REQUIREMENTS:
Tally the rows below that contain the string "beach". Reply with the number alone.

THE INPUT:
# # # #
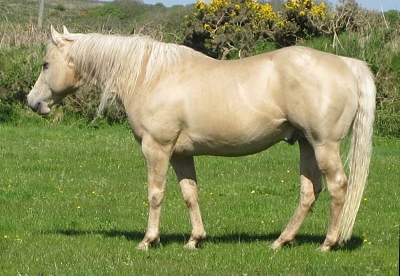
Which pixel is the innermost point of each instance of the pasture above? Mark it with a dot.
(73, 201)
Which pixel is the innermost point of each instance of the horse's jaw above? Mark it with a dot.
(41, 105)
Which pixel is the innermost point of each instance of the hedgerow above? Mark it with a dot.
(224, 29)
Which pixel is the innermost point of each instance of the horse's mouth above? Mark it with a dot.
(42, 108)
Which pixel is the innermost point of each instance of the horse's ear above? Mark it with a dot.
(65, 30)
(55, 36)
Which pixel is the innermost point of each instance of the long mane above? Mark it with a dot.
(116, 63)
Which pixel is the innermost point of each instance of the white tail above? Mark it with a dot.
(361, 146)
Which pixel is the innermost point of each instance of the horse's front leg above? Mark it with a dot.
(157, 160)
(185, 171)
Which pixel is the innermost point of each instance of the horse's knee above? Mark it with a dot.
(189, 191)
(155, 197)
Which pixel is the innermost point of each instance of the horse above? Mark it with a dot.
(181, 103)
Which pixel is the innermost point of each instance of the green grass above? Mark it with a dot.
(73, 202)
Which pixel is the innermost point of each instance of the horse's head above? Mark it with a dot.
(58, 77)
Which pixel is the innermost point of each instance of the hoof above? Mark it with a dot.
(143, 246)
(324, 248)
(275, 246)
(191, 245)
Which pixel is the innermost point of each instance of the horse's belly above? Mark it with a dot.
(232, 141)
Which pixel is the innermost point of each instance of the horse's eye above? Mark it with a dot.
(45, 65)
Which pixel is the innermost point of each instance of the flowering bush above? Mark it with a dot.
(228, 28)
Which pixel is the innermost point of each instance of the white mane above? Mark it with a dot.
(117, 63)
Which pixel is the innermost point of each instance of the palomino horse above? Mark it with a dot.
(181, 103)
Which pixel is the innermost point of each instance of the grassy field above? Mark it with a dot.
(73, 201)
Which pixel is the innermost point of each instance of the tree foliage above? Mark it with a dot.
(225, 28)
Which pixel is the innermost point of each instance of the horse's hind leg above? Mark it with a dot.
(185, 171)
(328, 157)
(310, 176)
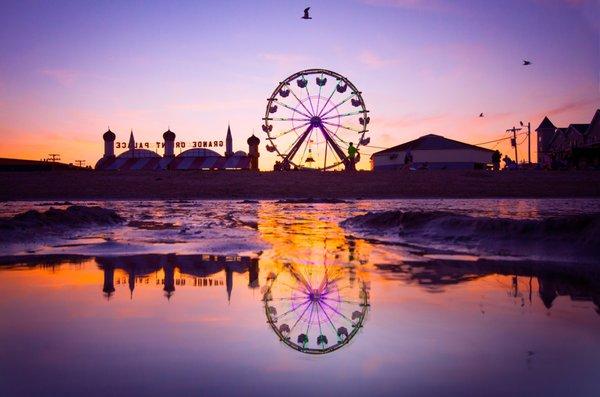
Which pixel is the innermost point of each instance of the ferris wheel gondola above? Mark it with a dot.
(311, 118)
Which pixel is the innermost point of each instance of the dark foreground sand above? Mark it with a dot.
(72, 185)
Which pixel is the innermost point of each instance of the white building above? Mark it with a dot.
(432, 152)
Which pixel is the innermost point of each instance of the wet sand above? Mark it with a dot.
(72, 185)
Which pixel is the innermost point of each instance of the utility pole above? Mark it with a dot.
(529, 142)
(513, 142)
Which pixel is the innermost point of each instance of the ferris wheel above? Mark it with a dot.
(312, 117)
(315, 311)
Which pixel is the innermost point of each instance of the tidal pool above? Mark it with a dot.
(265, 298)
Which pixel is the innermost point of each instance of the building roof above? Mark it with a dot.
(432, 142)
(138, 153)
(198, 152)
(253, 140)
(169, 135)
(546, 124)
(581, 128)
(109, 135)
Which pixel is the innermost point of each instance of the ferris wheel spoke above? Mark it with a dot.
(294, 148)
(338, 151)
(285, 119)
(300, 318)
(343, 126)
(300, 278)
(279, 135)
(306, 292)
(328, 98)
(335, 135)
(291, 310)
(335, 310)
(328, 318)
(312, 309)
(291, 108)
(300, 102)
(343, 115)
(319, 96)
(337, 106)
(318, 319)
(304, 151)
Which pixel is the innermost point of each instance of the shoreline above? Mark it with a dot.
(240, 185)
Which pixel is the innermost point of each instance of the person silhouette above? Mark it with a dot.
(352, 150)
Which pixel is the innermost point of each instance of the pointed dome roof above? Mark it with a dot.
(253, 140)
(546, 124)
(109, 135)
(169, 135)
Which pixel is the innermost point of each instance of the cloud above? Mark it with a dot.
(570, 106)
(374, 61)
(214, 106)
(64, 77)
(284, 59)
(424, 5)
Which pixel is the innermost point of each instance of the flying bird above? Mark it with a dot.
(306, 16)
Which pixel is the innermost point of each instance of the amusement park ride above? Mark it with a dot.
(312, 117)
(316, 310)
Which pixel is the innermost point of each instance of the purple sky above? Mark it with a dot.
(70, 69)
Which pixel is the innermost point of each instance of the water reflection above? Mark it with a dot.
(435, 325)
(190, 269)
(315, 310)
(435, 275)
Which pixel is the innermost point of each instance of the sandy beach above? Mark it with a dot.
(72, 185)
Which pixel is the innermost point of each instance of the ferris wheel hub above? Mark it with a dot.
(315, 295)
(316, 122)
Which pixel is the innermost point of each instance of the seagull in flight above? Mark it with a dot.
(306, 16)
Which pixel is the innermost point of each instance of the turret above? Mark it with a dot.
(169, 137)
(228, 143)
(109, 143)
(253, 143)
(545, 132)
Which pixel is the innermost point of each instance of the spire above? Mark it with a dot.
(228, 142)
(546, 124)
(229, 282)
(131, 144)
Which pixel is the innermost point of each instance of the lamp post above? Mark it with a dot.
(513, 142)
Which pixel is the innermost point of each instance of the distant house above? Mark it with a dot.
(433, 152)
(577, 145)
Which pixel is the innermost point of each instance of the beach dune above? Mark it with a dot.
(73, 185)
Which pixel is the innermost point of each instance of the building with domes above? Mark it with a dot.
(197, 155)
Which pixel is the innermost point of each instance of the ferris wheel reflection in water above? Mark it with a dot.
(315, 309)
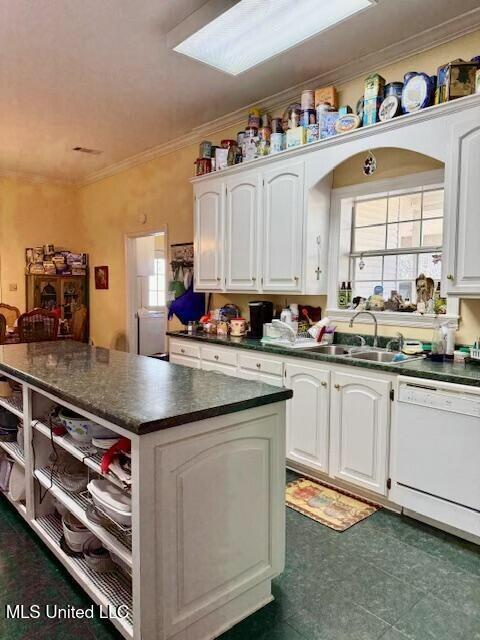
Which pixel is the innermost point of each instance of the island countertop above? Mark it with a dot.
(448, 371)
(137, 393)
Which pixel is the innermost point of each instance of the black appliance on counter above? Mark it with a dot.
(261, 312)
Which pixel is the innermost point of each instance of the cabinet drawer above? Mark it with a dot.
(252, 363)
(185, 361)
(182, 348)
(222, 356)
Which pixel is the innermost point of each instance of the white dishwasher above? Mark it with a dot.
(436, 452)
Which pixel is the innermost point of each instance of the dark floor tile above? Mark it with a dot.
(393, 634)
(379, 593)
(431, 619)
(333, 617)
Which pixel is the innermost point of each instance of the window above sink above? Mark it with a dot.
(385, 233)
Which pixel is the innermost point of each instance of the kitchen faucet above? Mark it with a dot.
(375, 335)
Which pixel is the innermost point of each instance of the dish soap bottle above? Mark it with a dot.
(438, 343)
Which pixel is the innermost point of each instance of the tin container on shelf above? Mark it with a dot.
(371, 107)
(203, 166)
(296, 137)
(417, 93)
(307, 99)
(312, 133)
(277, 142)
(205, 150)
(394, 89)
(328, 95)
(264, 133)
(292, 116)
(277, 126)
(344, 110)
(455, 80)
(221, 158)
(251, 132)
(347, 122)
(374, 87)
(326, 126)
(254, 117)
(390, 108)
(309, 116)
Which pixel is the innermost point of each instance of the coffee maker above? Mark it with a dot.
(261, 312)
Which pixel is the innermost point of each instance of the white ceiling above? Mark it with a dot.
(98, 74)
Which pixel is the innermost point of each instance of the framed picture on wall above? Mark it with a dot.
(101, 277)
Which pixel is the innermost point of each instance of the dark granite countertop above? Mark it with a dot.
(137, 393)
(468, 374)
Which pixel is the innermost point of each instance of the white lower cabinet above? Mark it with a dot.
(338, 421)
(359, 429)
(308, 415)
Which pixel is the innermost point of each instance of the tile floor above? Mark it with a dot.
(387, 577)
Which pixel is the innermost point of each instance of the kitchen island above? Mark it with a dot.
(208, 475)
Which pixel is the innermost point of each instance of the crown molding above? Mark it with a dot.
(428, 39)
(35, 178)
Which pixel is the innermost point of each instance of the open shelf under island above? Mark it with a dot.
(208, 471)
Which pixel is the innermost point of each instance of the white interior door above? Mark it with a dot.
(283, 228)
(308, 416)
(208, 253)
(462, 188)
(242, 222)
(359, 424)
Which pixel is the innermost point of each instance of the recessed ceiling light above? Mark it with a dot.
(93, 152)
(253, 31)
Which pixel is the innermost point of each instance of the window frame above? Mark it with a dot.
(341, 235)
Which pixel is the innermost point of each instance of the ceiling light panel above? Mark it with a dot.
(253, 31)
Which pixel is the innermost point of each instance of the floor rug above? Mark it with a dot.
(334, 508)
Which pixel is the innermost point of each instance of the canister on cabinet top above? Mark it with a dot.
(277, 126)
(205, 149)
(309, 116)
(394, 89)
(277, 142)
(308, 99)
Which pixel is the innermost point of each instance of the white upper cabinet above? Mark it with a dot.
(242, 224)
(208, 242)
(283, 227)
(360, 424)
(308, 416)
(462, 271)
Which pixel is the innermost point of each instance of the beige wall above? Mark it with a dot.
(32, 214)
(110, 208)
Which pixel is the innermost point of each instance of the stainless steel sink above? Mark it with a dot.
(382, 357)
(331, 350)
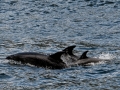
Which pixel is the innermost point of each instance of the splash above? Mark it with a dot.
(107, 56)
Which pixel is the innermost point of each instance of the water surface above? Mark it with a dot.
(48, 26)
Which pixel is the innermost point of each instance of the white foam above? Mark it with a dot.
(106, 56)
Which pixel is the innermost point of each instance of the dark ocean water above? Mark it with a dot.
(48, 26)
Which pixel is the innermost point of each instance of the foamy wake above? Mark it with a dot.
(107, 56)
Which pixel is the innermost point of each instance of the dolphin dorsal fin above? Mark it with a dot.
(84, 56)
(69, 49)
(56, 57)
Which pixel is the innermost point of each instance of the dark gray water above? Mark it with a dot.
(48, 26)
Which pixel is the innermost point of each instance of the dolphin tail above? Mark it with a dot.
(56, 57)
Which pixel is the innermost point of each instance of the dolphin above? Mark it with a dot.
(68, 55)
(52, 61)
(85, 60)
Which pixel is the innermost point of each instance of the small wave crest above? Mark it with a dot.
(107, 56)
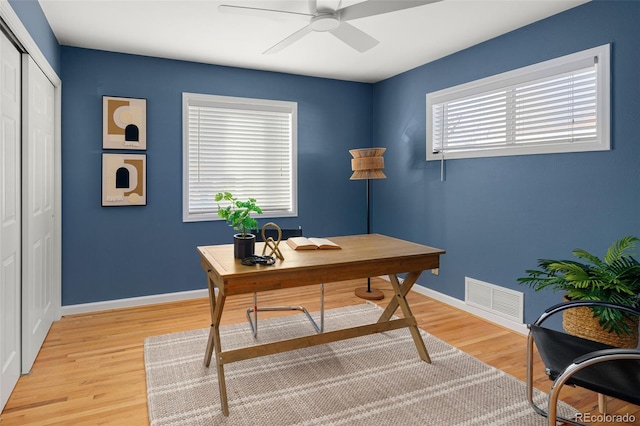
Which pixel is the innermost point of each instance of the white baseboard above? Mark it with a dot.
(133, 301)
(459, 304)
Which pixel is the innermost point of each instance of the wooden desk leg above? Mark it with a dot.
(214, 345)
(212, 309)
(400, 292)
(393, 303)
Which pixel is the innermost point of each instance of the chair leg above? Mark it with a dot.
(602, 403)
(553, 393)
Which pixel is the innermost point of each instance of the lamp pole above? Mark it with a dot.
(367, 164)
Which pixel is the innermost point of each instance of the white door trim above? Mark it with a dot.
(21, 34)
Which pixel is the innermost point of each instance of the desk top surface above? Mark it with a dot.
(360, 256)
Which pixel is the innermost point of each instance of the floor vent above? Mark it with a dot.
(498, 300)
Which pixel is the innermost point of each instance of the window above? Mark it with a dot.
(561, 105)
(239, 145)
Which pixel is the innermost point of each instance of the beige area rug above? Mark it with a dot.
(372, 380)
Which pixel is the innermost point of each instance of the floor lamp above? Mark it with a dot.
(367, 164)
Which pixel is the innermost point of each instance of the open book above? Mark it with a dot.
(304, 243)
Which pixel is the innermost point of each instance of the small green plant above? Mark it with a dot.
(238, 213)
(615, 278)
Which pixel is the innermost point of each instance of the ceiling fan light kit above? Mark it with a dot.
(333, 21)
(324, 22)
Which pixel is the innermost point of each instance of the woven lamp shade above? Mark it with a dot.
(367, 163)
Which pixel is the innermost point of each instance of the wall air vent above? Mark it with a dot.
(497, 300)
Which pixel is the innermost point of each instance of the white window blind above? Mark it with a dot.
(238, 145)
(560, 105)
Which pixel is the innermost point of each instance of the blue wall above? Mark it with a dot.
(119, 252)
(496, 216)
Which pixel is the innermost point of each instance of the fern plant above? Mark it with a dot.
(238, 213)
(615, 278)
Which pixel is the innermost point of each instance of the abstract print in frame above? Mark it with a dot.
(124, 123)
(124, 180)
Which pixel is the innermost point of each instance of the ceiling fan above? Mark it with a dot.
(331, 21)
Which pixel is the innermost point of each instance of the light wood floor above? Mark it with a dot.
(90, 370)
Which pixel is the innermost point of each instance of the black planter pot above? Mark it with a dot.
(243, 246)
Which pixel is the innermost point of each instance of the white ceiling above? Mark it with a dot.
(195, 30)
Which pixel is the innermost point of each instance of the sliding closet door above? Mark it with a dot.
(10, 218)
(39, 245)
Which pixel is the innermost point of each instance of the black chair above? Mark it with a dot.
(581, 362)
(286, 233)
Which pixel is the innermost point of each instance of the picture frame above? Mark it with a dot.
(124, 179)
(124, 123)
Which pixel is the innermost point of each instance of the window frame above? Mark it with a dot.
(251, 104)
(523, 76)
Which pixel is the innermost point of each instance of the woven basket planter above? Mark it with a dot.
(581, 322)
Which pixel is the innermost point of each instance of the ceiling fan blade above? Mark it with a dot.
(288, 41)
(378, 7)
(354, 37)
(264, 13)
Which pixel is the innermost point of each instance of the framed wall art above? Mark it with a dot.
(124, 123)
(124, 181)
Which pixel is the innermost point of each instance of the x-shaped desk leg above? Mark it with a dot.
(399, 300)
(213, 344)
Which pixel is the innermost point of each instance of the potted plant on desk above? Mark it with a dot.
(238, 215)
(615, 279)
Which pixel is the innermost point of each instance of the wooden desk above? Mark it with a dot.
(361, 256)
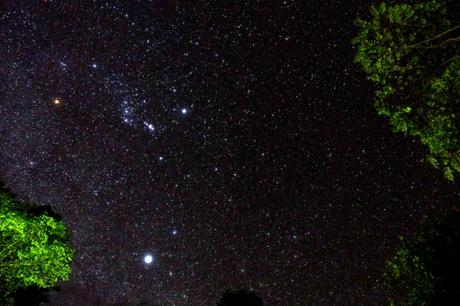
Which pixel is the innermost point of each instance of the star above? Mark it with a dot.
(148, 259)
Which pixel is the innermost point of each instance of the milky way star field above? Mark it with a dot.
(195, 146)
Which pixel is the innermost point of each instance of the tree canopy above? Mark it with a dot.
(411, 52)
(34, 247)
(425, 269)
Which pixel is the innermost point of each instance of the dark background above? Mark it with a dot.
(279, 177)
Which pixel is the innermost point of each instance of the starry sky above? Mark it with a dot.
(192, 146)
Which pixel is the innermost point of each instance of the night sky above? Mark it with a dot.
(192, 146)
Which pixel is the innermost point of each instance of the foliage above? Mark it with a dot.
(34, 248)
(425, 269)
(241, 297)
(411, 52)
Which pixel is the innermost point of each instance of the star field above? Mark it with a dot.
(192, 146)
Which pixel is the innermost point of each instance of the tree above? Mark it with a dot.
(425, 269)
(34, 248)
(241, 297)
(411, 52)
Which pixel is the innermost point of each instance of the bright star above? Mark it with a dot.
(148, 259)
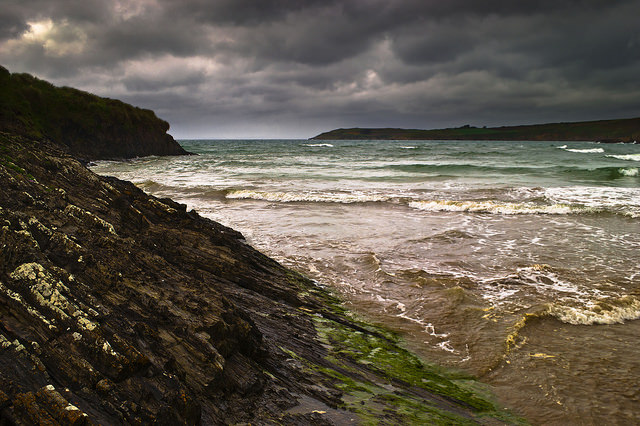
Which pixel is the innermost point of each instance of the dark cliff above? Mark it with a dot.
(120, 308)
(91, 127)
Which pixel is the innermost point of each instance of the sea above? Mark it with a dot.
(517, 262)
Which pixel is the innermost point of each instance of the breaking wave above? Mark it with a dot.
(493, 207)
(318, 145)
(606, 311)
(626, 157)
(584, 151)
(311, 196)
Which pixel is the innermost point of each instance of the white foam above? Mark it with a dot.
(586, 151)
(491, 207)
(625, 201)
(630, 171)
(627, 157)
(607, 311)
(540, 279)
(325, 145)
(316, 197)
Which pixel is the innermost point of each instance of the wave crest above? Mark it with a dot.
(492, 207)
(585, 151)
(626, 157)
(314, 197)
(607, 311)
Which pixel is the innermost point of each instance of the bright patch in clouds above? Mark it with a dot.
(57, 39)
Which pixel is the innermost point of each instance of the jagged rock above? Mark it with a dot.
(120, 308)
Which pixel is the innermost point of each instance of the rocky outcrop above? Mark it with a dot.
(90, 127)
(120, 308)
(609, 131)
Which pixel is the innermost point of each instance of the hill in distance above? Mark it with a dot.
(607, 131)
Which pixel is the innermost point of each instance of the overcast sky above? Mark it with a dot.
(295, 68)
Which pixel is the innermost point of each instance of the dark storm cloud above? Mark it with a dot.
(298, 68)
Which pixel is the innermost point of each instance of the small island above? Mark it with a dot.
(604, 131)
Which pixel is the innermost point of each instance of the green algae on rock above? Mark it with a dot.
(118, 307)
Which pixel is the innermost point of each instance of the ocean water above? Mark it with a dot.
(516, 261)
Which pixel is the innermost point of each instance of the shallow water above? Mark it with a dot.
(516, 261)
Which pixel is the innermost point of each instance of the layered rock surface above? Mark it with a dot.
(118, 307)
(91, 127)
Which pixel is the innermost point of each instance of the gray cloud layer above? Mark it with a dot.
(286, 68)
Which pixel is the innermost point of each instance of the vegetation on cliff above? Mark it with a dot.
(613, 131)
(91, 127)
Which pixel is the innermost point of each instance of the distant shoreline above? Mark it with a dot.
(603, 131)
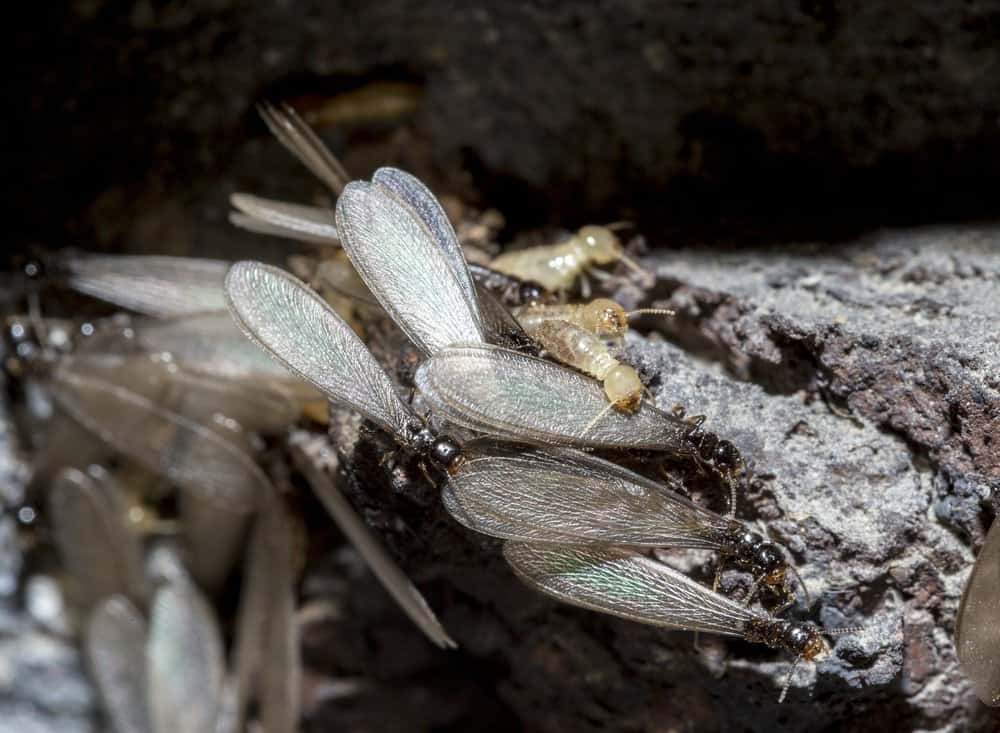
# # # #
FULL SOLUTION:
2